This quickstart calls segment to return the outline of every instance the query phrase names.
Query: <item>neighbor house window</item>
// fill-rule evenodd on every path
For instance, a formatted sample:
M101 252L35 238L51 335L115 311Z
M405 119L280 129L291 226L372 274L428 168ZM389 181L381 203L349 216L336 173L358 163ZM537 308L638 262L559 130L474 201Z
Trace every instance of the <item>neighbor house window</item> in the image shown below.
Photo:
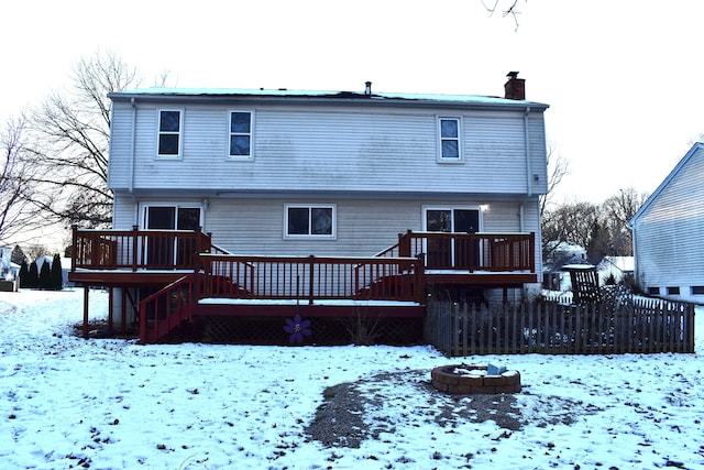
M286 238L336 237L336 207L331 205L286 206Z
M158 111L158 156L180 156L183 116L182 110Z
M252 157L252 111L230 111L231 159Z
M460 118L438 118L438 160L440 162L462 161L461 135Z

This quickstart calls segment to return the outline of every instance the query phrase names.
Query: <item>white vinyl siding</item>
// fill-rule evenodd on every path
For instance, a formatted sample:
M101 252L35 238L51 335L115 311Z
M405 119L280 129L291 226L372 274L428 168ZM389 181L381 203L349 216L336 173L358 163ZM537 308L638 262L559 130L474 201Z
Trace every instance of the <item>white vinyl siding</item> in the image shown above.
M704 285L704 146L635 220L636 281L662 294ZM675 294L670 294L675 295Z
M119 116L131 119L129 103ZM525 195L527 155L524 112L463 111L464 165L438 165L438 110L385 110L345 107L258 107L252 152L256 161L232 165L229 159L228 106L188 106L183 112L178 162L154 161L157 119L154 105L136 106L134 176L130 145L116 147L111 187L135 189L266 192L382 192L389 194ZM118 114L116 114L118 116ZM254 119L254 116L253 116ZM528 119L531 192L544 193L542 114ZM130 125L117 125L113 139L130 141ZM118 152L119 151L119 152ZM501 175L501 177L498 177ZM216 177L217 176L217 177Z

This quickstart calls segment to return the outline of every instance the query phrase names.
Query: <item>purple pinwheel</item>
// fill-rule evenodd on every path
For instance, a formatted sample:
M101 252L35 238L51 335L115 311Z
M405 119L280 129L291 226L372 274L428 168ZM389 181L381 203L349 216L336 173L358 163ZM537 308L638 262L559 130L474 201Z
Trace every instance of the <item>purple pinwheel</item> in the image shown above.
M294 319L286 318L286 325L284 325L284 331L290 335L288 342L304 342L304 336L310 336L310 320L304 320L300 315L296 314Z

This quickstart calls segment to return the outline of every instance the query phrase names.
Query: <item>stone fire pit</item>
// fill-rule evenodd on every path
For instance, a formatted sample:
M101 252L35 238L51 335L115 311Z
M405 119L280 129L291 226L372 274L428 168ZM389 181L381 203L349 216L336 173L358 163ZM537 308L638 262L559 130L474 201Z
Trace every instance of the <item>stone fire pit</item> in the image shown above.
M432 386L458 394L497 394L520 392L520 373L495 365L441 365L430 372Z

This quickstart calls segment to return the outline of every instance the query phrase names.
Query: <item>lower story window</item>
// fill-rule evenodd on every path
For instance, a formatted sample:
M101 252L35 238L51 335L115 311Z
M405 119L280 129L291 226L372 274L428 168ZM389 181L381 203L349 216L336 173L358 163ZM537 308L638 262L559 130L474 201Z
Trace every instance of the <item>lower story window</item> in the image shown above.
M333 205L286 206L286 238L336 237L336 207Z

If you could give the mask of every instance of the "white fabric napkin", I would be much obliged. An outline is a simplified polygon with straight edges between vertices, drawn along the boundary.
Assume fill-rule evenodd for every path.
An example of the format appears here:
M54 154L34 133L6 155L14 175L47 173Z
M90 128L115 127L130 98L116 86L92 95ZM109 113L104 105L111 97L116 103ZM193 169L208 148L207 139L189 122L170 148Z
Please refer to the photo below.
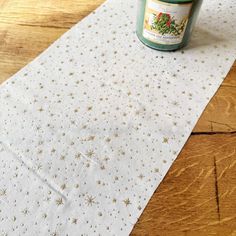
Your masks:
M229 71L235 1L168 53L135 8L108 0L1 86L0 235L128 235Z

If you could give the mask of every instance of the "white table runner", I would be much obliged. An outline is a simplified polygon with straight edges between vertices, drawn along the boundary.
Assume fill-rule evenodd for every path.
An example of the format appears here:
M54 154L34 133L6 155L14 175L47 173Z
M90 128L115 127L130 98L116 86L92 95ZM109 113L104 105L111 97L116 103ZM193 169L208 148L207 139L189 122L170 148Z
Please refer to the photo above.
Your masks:
M236 2L145 47L109 0L0 88L0 235L128 235L236 53ZM29 45L30 46L30 45Z

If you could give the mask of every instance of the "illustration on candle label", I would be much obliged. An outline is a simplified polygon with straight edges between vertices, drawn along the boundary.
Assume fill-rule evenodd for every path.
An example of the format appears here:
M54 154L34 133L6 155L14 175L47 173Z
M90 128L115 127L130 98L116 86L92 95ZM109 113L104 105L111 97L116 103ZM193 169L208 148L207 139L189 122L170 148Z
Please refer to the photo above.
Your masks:
M147 0L143 37L159 44L182 42L192 3L173 4Z

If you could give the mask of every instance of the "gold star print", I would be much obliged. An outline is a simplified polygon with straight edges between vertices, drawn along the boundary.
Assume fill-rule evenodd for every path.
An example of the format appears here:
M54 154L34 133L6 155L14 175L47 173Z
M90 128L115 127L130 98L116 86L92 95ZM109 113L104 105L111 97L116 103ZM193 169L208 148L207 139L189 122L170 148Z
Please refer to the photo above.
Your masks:
M93 204L95 204L95 197L87 196L85 201L88 206L92 206Z
M7 190L6 189L0 189L0 196L6 196Z
M66 185L65 184L62 184L61 185L61 189L64 190L66 188Z
M91 136L88 137L87 140L88 140L88 141L93 141L94 139L95 139L95 136L92 136L92 135L91 135Z
M140 179L143 179L143 178L144 178L144 175L143 175L143 174L140 174L138 177L139 177Z
M78 153L75 155L75 159L80 159L80 157L81 157L81 153Z
M89 150L89 151L86 152L86 155L91 158L94 155L94 151Z
M62 198L58 198L58 199L56 200L56 204L57 204L57 206L62 205L62 204L63 204Z
M111 141L110 138L106 138L106 142L109 143Z
M168 138L166 138L166 137L163 138L163 143L168 143L168 141L169 141Z
M129 198L125 199L123 202L126 206L131 205Z
M74 218L74 219L72 219L72 224L77 224L77 222L78 222L78 219L76 219L76 218Z
M26 215L28 215L29 210L28 210L27 208L25 208L25 209L22 211L22 213L26 216Z

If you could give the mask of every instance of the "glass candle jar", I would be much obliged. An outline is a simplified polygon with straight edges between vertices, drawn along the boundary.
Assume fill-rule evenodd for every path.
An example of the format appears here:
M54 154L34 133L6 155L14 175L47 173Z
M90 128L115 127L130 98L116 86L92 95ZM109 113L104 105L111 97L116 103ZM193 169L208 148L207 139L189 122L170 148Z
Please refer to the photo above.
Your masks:
M138 38L157 50L186 46L201 4L202 0L138 0Z

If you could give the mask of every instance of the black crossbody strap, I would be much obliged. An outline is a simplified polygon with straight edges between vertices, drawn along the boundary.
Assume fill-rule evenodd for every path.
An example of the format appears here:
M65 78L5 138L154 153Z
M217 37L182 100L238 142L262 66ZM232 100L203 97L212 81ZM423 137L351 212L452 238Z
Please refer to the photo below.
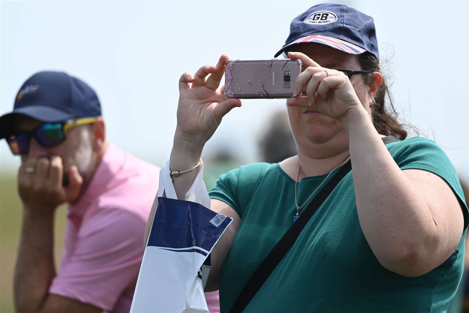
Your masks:
M383 138L385 145L399 141L394 136L387 136ZM340 168L339 171L318 193L300 217L293 223L285 234L280 239L257 267L256 271L244 285L244 287L234 301L230 310L230 313L242 312L251 299L260 289L277 264L293 245L306 224L311 219L313 214L323 204L342 179L352 169L350 160Z

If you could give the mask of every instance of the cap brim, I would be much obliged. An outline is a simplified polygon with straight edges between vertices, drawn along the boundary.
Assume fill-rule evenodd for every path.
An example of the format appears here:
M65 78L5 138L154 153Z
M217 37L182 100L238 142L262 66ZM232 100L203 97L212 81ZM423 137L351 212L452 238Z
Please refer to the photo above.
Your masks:
M342 40L340 39L330 37L327 36L322 35L309 35L301 38L299 38L288 45L283 46L281 49L275 53L273 57L276 58L280 53L288 48L295 45L298 44L303 44L305 43L312 43L321 44L325 45L330 47L340 50L349 54L360 54L366 51L366 50L362 47L358 46L356 45L351 44L349 42Z
M0 139L11 134L15 116L23 115L45 123L57 123L73 117L74 114L51 107L28 106L13 110L0 117Z

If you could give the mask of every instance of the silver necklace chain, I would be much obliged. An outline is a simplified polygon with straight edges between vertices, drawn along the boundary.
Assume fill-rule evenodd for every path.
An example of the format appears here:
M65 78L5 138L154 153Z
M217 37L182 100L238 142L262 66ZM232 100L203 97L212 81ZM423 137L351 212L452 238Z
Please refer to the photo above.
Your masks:
M298 164L298 174L296 174L296 180L295 181L295 205L296 206L296 214L295 214L295 216L293 217L294 221L296 221L296 220L298 219L298 218L300 217L300 210L301 210L301 209L303 206L304 206L304 205L306 204L306 203L308 203L308 201L310 200L310 199L311 197L313 196L313 195L314 195L315 193L316 193L316 192L318 191L318 190L319 189L319 187L321 187L323 183L324 183L324 182L327 180L327 178L329 178L329 176L331 176L331 174L332 174L334 171L335 171L336 169L342 166L343 165L344 163L345 162L345 160L348 158L348 157L347 156L347 158L343 161L342 161L340 164L336 166L335 168L334 168L333 170L329 172L329 174L327 174L327 176L325 176L325 178L324 178L324 180L321 182L321 183L320 183L319 185L318 186L318 188L317 188L316 189L314 190L314 191L313 191L313 193L311 194L311 195L310 195L309 197L308 197L308 198L306 199L306 201L304 201L304 203L303 203L301 206L298 206L298 202L296 201L296 186L298 184L298 178L300 176L300 168L301 167L301 165Z

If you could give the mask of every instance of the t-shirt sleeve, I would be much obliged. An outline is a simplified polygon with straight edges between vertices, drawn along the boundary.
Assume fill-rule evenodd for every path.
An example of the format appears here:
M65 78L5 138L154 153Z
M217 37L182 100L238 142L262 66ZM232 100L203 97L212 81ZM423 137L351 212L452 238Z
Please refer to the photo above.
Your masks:
M232 170L220 176L215 187L210 190L209 196L229 205L242 219L256 186L272 165L256 163Z
M87 216L49 292L111 311L136 282L144 229L141 218L122 209L100 209Z
M434 142L421 137L414 137L399 142L389 148L394 160L401 169L423 169L438 175L453 189L462 210L464 229L469 223L469 211L456 170L449 158Z

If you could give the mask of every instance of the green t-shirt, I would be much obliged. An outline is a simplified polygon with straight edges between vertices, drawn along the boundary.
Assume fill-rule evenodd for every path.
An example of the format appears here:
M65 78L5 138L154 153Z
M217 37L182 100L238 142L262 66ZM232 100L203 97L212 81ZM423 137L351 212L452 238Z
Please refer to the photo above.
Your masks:
M439 175L462 201L464 231L451 256L416 277L383 267L362 231L350 172L316 212L245 312L446 311L462 275L469 221L457 175L445 153L431 140L416 137L386 147L401 169L418 168ZM301 180L299 205L326 176ZM228 204L241 217L220 278L220 309L227 312L254 271L293 223L295 181L278 164L255 163L222 175L209 194Z

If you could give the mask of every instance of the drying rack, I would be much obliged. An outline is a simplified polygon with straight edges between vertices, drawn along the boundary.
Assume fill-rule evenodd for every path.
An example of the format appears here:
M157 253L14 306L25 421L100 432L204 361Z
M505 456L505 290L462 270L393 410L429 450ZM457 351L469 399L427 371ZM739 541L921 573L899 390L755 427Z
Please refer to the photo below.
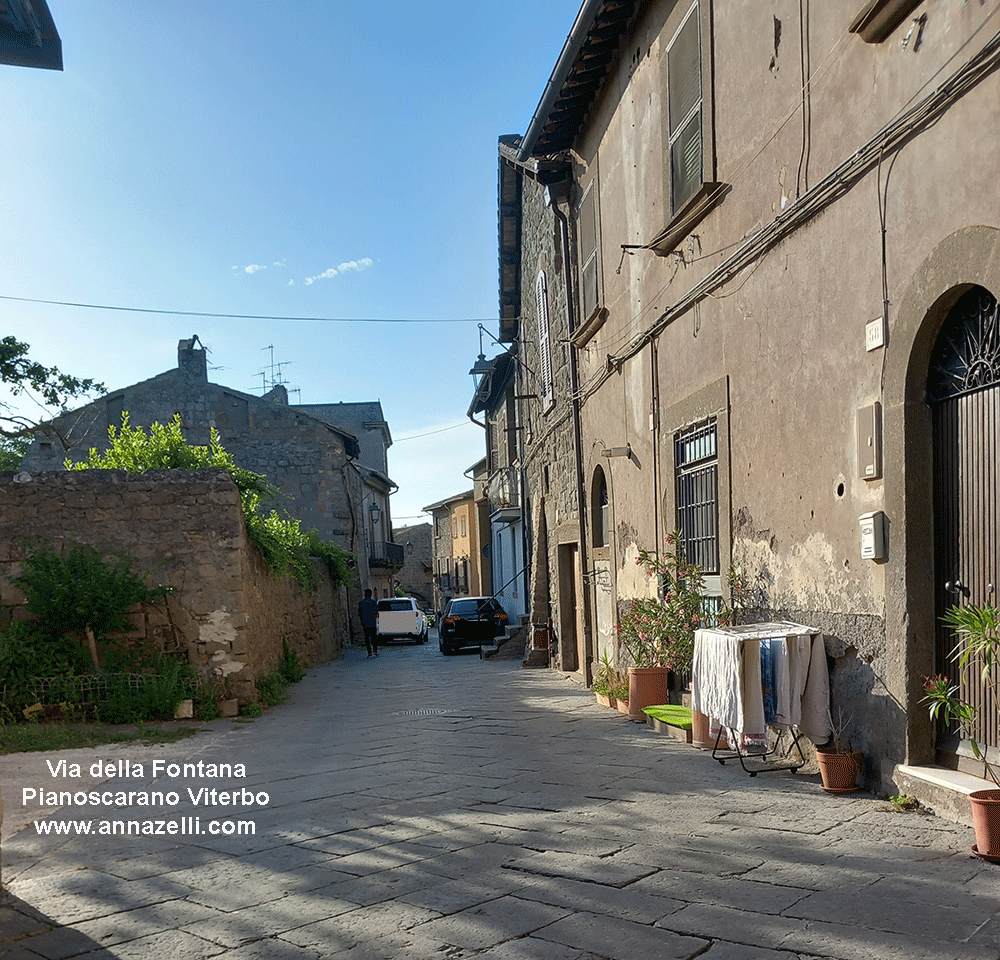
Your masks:
M820 635L820 631L812 627L786 620L773 623L751 623L735 627L716 627L711 632L714 634L735 636L740 640L774 640L787 637L809 636L812 643L816 643ZM725 728L721 725L715 737L715 745L712 747L712 759L717 760L722 766L726 765L727 760L739 760L743 771L751 777L756 777L758 773L778 773L783 770L795 773L806 764L805 754L802 752L802 745L799 743L801 734L791 724L782 726L792 735L791 747L794 747L799 754L797 761L795 759L790 761L774 759L779 755L779 747L784 741L784 730L778 734L773 747L765 747L763 750L746 750L740 747L738 740L735 746L729 745L728 748L721 747L722 736L726 732ZM728 740L727 736L727 742ZM751 761L750 766L747 766L747 761Z

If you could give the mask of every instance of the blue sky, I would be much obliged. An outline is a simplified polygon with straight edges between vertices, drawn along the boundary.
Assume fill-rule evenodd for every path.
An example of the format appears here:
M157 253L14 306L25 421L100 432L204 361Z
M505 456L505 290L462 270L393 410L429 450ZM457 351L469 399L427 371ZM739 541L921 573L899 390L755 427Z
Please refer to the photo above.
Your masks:
M579 0L50 9L63 72L0 66L0 295L497 332L497 137L527 128ZM471 486L476 323L0 299L0 336L108 389L192 334L215 382L381 400L397 525Z

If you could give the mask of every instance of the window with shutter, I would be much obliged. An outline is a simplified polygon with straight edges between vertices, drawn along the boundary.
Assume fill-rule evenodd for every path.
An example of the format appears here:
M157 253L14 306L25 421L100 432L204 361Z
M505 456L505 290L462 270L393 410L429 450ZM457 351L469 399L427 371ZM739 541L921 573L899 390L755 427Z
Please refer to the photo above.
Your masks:
M670 204L676 213L703 182L701 27L698 5L688 12L667 50Z
M535 313L538 315L538 392L542 403L553 400L552 344L549 340L549 290L545 271L539 270L535 280Z
M586 323L600 306L600 275L597 257L597 181L580 202L580 307Z

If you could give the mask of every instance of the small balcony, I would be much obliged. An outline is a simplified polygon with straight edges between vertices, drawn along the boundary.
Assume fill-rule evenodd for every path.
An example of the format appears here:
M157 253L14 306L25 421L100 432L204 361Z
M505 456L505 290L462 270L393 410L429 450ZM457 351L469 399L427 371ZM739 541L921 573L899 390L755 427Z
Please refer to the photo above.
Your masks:
M368 566L390 569L403 565L403 544L377 540L371 545Z
M503 467L486 481L486 499L490 520L512 523L521 519L521 472L517 467Z

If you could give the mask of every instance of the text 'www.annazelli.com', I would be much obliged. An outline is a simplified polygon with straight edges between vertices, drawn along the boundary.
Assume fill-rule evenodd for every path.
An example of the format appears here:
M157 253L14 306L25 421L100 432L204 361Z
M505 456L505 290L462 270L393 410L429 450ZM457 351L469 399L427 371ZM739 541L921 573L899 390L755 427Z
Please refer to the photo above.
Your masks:
M175 820L35 820L35 832L95 837L252 837L253 820L206 820L178 817Z

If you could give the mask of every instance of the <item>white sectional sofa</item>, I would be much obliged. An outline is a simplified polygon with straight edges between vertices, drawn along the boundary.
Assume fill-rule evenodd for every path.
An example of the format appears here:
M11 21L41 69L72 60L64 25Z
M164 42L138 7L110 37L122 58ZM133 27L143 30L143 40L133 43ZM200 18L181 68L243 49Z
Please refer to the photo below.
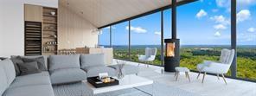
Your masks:
M23 58L37 57L40 56L25 56ZM0 61L0 95L56 96L53 89L54 85L72 85L74 82L80 82L87 77L97 76L99 73L108 73L111 76L116 75L114 68L105 66L104 54L43 57L47 70L22 76L16 75L14 63L10 59ZM130 74L138 73L138 71Z

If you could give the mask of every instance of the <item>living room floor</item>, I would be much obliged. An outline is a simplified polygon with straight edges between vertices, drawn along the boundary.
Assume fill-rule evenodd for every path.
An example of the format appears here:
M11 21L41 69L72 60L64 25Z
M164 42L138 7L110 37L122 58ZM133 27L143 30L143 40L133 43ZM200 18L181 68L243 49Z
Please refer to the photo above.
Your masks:
M138 67L137 62L126 61L126 64ZM253 82L226 78L227 82L226 85L222 78L218 80L216 76L206 75L202 84L202 75L197 80L198 74L193 72L189 73L191 82L185 77L185 74L181 74L176 81L174 73L163 73L163 67L157 66L147 67L141 64L139 69L139 76L203 96L256 96L256 83Z

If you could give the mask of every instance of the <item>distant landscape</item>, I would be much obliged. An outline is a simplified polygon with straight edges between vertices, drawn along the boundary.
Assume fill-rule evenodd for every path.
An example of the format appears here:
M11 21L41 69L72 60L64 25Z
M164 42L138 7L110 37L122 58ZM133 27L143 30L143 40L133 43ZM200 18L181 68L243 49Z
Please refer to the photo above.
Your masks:
M105 46L107 47L107 46ZM131 46L131 61L138 62L138 54L144 54L144 48L157 48L156 60L152 65L161 66L160 45ZM183 45L181 46L181 66L191 70L196 70L196 65L203 61L219 61L222 48L227 45ZM114 58L129 60L128 46L113 46ZM256 80L256 45L241 45L237 48L237 76ZM227 75L230 75L228 73Z

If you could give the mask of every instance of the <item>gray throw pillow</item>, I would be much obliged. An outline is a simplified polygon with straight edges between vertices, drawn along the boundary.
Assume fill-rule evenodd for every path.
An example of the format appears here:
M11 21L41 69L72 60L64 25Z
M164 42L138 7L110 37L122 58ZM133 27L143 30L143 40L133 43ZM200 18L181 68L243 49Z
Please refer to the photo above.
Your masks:
M13 56L13 57L10 58L10 60L13 62L16 75L16 76L20 75L21 72L20 72L20 69L19 69L19 67L17 66L17 63L23 63L23 61L22 60L21 56Z
M22 57L22 60L24 62L31 62L31 61L36 61L38 65L38 68L41 71L47 71L47 68L45 67L45 62L44 62L44 57L37 57L37 58L26 58Z
M21 75L41 73L36 61L17 63L17 66L19 67Z

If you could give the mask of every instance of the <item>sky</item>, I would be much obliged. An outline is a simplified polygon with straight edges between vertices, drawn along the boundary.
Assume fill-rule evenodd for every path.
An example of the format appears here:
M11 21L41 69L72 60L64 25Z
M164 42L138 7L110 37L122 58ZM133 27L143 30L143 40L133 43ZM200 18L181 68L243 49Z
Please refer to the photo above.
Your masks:
M230 0L200 0L177 7L177 37L181 45L231 45ZM237 43L256 45L256 0L237 0ZM171 10L163 11L163 35L171 36ZM161 13L131 21L131 45L161 44ZM112 45L128 45L128 22L112 28ZM109 27L99 35L109 45Z

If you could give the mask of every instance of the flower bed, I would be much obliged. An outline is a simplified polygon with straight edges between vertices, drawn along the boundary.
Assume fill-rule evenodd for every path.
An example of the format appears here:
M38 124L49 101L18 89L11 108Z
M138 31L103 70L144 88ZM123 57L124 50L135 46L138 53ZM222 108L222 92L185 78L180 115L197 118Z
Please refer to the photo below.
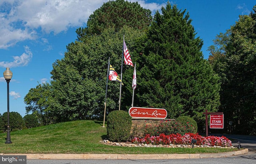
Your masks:
M191 141L193 139L196 140L196 142L194 144L197 145L222 147L232 146L231 141L224 136L218 137L210 136L204 137L199 135L198 133L186 133L183 136L179 134L170 135L161 134L159 136L150 136L150 134L146 134L144 138L134 137L132 140L132 142L134 144L151 144L153 145L190 145L191 144Z

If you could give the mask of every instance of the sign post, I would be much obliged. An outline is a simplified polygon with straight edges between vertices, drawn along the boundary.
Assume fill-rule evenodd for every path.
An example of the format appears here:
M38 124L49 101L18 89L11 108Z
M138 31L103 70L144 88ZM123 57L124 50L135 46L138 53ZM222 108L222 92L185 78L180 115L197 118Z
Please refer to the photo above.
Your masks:
M223 115L223 112L208 112L208 111L207 111L207 109L205 110L205 112L204 112L203 113L203 114L204 115L205 115L205 125L206 125L206 136L208 136L208 115L222 115L222 119L224 120L224 115ZM215 116L214 116L213 118L214 118L215 119L216 119L217 117L216 117ZM214 119L213 120L215 120L215 121L214 121L214 122L215 122L217 120L220 121L220 119ZM224 121L222 121L222 126L223 126L223 127L224 126ZM218 121L217 121L217 122L218 122ZM212 126L211 126L211 123L210 123L210 128L212 128L211 127ZM212 123L213 124L213 126L214 125L214 124L215 124L215 123ZM216 124L218 124L218 123L216 123ZM219 124L221 124L221 123L219 123ZM214 125L214 126L215 126L215 125ZM220 125L219 125L220 126ZM220 127L220 126L218 126L218 127Z
M211 115L210 117L210 128L223 129L224 123L224 115Z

- _TASK PROMPT_:
Write out the rows from the line containing "cap brim, I" up to and including the line containing "M298 164L298 174L296", copying every character unchanged.

- _WRITTEN RESPONSE_:
If you could give the mask of every instance of the cap brim, I would be much obliged. An outline is a simplified polygon with straight edges between vertices, drawn along the boundary.
Assume fill-rule evenodd for every path.
An example of the format appears here:
M65 78L5 138L154 153Z
M217 37L182 100L238 142L262 66ZM232 100L203 97L212 81ZM423 137L351 212L452 238Z
Please refer to the photo above.
Your masks:
M342 40L340 39L330 37L327 36L322 35L309 35L301 38L299 38L288 45L283 46L281 49L275 53L273 57L276 58L280 53L288 48L295 45L298 44L303 44L305 43L312 43L321 44L325 45L330 47L340 50L349 54L360 54L366 51L366 50L362 47L358 46L356 45L351 44L349 42Z
M0 139L11 134L15 116L23 115L45 123L57 123L73 117L74 114L51 107L28 106L13 110L0 117Z

If you could give the mask of every instance of the silver necklace chain, I would be much obliged. An outline is a simplified polygon with straight edges between vertices, drawn along the boundary.
Assume fill-rule evenodd for every path.
An example of the format appears here:
M65 78L5 138L154 153Z
M217 37L182 100L238 142L262 66ZM232 100L203 97L212 81ZM423 137L351 212L452 238Z
Please refer to the photo above.
Your masks:
M298 164L298 174L296 174L296 180L295 181L295 205L296 206L296 214L295 214L295 216L293 217L294 221L296 221L296 220L298 219L298 218L300 217L300 210L301 210L301 209L303 206L304 206L304 205L306 204L306 203L308 203L308 201L310 200L310 199L311 197L313 196L313 195L314 195L315 193L316 193L316 192L318 191L318 190L319 189L319 187L321 187L323 183L324 183L324 182L327 180L327 178L329 178L329 176L331 176L331 174L332 174L334 171L335 171L336 169L342 166L343 165L344 163L345 162L345 160L348 158L348 157L347 156L347 158L343 161L342 161L340 164L336 166L335 168L334 168L333 170L329 172L329 174L327 174L327 176L325 176L325 178L324 178L324 180L321 182L321 183L320 183L319 185L318 186L318 188L317 188L316 189L314 190L314 191L313 191L313 193L311 194L311 195L310 195L309 197L308 197L308 198L306 199L306 201L304 201L304 203L303 203L301 206L298 206L298 202L296 201L296 186L298 184L298 178L300 176L300 168L301 167L301 165Z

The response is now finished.